* O que fazer
- a) No excerto jurídico sobre descontos em benefício previdenciário, qual é a controvérsia entre as partes?
- b) Dê continuidade ao excerto jurídico sobre descontos em benefício previdenciário a partir do ponto em que ele termina.

* Trecho de origem
#####

Ressalta-se, por oportuno que "ato lesivo é toda ação ou omissão voluntária que viola direito ou causa prejuízo a outrem. Dano é toda lesão a bens ou interesses juridicamente tutelados, sejam de ordem patrimonial, sejam de ordem puramente moral. Nexo causal é um liame jurídico que se estabelece entre causa (fato lesivo) e consequência (dano), de uma tal maneira que se torne possível dizer que o dano decorreu daquela causa (AGOSTINHO ALVIM, Da Inexecução das Obrigações e suas Consequências, Saraiva, 1972, p. 172)" (TJSC, Apelação n. 0306443-15.2019.8.24.0023, do Tribunal de Justiça de Santa Catarina, rel. Monteiro Rocha, Segunda Câmara de Direito Civil, j. 10-06-2021).

Dito isto, a controvérsia reside na pactuação ou não de contrato entre as partes que autorizasse a realização de descontos mensais do benefício previdenciário da Requerente.

E, aplicando-se os ensinamentos no caso concreto, como se sabe, nas ações que visam à declaração de inexistência de débito, em que o consumidor defende desconhecer o negócio que originou a dívida, compete à parte demandada comprovar a efetiva existência de relação jurídica, pois não há como se exigir da parte demandante prova de fato negativo, especialmente por se tratar de relação consumerista.

#####

* Dados apresentados
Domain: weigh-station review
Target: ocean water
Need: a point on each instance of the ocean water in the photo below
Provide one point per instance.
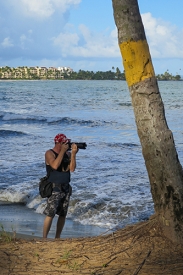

#####

* Respostas das tarefas
- a) Se houve ou não contrato entre as partes que autorizasse os descontos mensais do benefício previdenciário da Requerente.

- b)
Em outras palavras, significa dizer que o ônus da prova é atribuído à parte Requerida, a quem compete comprovar a validade do negócio jurídico e a sua exigibilidade, a teor do art. 373, II, do Código de Processo Civil.

No caso dos autos, a fim de comprovar que houve a contratação do empréstimo consignado que deu origem os descontos no benefício previdenciário da suplicante, a instituição bancária juntou ao feito fotocópia do contrato firmado entre as partes, celebrado em 22/10/2020, no valor de R$ 1.903,47, a...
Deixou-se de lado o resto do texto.